_Collected data_:
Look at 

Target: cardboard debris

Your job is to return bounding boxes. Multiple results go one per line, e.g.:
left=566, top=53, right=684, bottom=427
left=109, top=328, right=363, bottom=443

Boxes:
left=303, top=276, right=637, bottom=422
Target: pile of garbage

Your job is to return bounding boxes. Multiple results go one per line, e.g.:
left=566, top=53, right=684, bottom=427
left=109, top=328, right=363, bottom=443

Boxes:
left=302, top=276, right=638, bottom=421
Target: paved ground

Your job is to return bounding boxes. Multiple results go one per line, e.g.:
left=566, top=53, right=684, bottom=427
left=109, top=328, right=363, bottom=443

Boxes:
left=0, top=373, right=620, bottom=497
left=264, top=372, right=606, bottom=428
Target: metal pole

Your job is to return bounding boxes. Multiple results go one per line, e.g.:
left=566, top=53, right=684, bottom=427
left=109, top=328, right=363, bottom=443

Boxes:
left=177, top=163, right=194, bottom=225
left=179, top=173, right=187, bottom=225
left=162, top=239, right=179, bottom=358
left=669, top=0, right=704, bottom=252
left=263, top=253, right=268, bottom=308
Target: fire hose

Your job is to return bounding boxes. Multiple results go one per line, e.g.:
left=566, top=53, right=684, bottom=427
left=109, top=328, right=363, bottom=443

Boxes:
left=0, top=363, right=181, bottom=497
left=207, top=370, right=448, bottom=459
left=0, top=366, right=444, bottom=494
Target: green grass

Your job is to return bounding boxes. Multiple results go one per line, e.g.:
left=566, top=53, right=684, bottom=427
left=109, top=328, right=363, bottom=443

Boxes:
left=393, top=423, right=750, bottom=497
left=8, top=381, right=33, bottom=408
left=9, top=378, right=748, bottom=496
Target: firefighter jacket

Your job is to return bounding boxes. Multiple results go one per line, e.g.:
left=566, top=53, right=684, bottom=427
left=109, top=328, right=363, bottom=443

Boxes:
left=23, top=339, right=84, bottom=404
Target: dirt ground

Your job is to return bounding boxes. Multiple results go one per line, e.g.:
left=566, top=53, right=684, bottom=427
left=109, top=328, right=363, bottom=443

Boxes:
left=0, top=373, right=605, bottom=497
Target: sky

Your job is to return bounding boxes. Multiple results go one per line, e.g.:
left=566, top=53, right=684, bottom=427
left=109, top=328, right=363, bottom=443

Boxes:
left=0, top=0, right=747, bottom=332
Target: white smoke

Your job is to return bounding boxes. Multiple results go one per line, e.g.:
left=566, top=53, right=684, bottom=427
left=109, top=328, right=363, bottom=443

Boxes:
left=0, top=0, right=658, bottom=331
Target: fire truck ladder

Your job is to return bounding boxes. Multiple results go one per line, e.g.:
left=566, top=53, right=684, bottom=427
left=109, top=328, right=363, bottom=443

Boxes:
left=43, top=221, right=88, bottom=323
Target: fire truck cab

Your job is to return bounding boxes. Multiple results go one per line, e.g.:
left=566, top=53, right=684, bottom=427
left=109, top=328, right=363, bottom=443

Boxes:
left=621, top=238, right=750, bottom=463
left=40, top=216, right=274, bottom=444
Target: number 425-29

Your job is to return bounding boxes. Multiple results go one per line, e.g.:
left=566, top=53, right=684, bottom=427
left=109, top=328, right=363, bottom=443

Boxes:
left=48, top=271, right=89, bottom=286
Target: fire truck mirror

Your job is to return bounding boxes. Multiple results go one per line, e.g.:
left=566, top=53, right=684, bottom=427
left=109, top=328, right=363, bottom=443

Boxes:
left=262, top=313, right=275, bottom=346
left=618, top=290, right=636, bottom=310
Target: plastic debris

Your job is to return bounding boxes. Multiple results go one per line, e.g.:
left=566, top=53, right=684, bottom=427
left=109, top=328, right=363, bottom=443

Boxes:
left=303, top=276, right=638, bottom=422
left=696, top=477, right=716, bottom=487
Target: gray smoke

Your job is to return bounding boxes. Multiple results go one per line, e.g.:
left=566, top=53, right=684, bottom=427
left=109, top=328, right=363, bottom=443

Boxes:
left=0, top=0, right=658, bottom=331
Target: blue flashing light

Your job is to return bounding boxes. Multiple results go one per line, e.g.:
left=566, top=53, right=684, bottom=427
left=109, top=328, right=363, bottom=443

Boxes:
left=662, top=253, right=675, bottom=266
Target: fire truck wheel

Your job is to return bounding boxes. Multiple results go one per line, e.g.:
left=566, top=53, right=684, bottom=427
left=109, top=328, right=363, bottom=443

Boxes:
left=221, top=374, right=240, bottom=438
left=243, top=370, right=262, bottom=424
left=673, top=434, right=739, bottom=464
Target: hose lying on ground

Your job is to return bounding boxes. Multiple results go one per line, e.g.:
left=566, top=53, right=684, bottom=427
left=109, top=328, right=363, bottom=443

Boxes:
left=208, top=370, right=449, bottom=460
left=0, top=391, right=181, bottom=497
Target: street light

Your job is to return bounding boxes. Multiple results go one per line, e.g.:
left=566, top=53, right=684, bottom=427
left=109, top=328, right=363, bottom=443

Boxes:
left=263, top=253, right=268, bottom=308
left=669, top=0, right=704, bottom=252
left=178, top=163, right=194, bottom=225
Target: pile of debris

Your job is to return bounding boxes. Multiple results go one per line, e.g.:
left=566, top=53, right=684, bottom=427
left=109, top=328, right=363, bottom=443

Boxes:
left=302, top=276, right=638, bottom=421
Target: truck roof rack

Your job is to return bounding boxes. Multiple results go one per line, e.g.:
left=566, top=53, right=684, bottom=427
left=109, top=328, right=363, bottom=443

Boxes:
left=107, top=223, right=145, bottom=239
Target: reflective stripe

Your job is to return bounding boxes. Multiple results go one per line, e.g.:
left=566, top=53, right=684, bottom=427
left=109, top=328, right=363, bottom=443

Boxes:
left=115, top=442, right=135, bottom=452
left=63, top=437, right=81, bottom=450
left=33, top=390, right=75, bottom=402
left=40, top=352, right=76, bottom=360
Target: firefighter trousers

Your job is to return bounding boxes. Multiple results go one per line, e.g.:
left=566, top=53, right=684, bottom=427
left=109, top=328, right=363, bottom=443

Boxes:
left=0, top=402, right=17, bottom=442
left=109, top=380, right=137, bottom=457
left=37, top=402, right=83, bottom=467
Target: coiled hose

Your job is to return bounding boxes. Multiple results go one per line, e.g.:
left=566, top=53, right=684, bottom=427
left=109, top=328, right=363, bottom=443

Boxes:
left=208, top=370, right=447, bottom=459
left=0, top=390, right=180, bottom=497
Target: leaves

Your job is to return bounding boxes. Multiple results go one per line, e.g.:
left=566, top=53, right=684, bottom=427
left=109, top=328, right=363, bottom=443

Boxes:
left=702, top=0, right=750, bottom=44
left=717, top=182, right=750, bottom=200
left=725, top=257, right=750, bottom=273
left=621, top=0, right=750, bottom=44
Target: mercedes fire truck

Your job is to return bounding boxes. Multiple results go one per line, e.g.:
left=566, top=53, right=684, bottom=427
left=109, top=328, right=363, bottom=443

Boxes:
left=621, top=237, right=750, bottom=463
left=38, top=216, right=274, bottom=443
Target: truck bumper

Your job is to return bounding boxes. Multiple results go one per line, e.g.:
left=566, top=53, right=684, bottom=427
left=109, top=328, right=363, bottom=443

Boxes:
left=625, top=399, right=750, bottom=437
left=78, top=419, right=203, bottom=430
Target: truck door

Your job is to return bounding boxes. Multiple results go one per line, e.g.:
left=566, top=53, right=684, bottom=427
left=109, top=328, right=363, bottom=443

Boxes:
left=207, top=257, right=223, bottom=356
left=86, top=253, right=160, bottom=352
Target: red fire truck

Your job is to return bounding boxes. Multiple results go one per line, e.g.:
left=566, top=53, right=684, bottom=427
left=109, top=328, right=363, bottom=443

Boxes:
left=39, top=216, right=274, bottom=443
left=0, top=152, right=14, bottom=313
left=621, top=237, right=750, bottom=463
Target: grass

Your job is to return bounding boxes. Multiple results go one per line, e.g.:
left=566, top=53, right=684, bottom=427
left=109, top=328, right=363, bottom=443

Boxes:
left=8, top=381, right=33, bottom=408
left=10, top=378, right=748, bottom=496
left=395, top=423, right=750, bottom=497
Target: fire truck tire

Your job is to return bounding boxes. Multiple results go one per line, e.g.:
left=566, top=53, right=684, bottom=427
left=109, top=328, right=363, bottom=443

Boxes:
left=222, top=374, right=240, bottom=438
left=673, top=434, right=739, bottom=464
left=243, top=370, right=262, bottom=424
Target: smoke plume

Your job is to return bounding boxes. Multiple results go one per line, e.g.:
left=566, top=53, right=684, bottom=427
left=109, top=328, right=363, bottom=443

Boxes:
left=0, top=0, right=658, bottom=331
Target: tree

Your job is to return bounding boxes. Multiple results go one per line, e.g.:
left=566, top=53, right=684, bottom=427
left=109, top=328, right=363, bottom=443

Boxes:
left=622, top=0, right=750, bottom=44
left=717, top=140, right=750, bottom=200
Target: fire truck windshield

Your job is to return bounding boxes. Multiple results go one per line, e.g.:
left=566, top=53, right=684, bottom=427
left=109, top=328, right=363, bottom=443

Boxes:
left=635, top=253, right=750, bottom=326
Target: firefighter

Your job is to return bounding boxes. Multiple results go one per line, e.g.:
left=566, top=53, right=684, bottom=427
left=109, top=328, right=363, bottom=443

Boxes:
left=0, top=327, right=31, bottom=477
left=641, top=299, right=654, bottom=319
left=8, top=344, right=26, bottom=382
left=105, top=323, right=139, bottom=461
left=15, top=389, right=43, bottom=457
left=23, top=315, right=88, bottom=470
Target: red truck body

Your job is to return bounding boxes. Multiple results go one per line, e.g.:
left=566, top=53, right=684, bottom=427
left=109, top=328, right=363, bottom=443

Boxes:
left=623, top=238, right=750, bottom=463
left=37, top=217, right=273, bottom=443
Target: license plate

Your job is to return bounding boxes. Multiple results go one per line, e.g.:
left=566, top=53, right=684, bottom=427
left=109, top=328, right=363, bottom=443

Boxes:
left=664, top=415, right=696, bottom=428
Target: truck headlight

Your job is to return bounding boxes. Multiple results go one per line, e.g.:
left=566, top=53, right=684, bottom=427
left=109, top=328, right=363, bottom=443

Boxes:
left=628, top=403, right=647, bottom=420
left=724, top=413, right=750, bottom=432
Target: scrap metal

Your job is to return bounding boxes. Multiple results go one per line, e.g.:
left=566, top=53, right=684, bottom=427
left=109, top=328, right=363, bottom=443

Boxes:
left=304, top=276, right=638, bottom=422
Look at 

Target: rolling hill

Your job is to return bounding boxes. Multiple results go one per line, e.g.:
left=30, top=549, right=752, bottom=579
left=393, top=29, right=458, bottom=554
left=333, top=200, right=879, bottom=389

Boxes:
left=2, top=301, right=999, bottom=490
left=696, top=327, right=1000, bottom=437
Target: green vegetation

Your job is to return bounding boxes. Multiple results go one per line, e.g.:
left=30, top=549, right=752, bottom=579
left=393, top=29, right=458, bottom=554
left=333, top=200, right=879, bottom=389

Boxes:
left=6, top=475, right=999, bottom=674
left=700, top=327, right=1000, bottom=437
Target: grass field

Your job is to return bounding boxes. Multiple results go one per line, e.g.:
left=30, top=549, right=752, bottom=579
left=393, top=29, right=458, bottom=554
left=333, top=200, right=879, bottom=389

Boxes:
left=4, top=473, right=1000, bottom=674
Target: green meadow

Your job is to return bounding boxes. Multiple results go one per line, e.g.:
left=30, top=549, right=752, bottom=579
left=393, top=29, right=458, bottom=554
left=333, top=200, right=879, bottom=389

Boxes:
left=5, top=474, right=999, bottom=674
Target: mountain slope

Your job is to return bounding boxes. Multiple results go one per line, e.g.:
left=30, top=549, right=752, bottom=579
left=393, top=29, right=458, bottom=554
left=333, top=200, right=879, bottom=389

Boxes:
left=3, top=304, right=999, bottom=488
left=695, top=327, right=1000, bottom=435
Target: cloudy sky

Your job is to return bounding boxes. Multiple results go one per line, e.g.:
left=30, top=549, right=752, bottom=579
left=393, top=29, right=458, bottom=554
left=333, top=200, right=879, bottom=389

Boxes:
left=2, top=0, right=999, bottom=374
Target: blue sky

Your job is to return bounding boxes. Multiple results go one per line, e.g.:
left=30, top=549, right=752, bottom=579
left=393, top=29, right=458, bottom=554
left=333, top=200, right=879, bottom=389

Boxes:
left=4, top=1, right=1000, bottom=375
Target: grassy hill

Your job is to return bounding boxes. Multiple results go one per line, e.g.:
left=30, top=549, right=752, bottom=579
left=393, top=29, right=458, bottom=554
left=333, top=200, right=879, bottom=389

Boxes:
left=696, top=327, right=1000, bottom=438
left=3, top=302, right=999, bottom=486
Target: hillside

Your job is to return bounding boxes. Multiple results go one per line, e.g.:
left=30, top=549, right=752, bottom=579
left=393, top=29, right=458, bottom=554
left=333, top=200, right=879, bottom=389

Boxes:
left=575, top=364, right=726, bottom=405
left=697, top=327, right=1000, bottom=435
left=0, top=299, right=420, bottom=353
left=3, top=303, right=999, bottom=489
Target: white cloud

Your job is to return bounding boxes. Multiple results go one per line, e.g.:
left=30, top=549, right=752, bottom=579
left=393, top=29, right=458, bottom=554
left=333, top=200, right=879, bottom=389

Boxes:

_Action item_:
Of the lines above, show those in which "blue" appears.

_Answer below_:
Target: blue flashing light
Target: blue sky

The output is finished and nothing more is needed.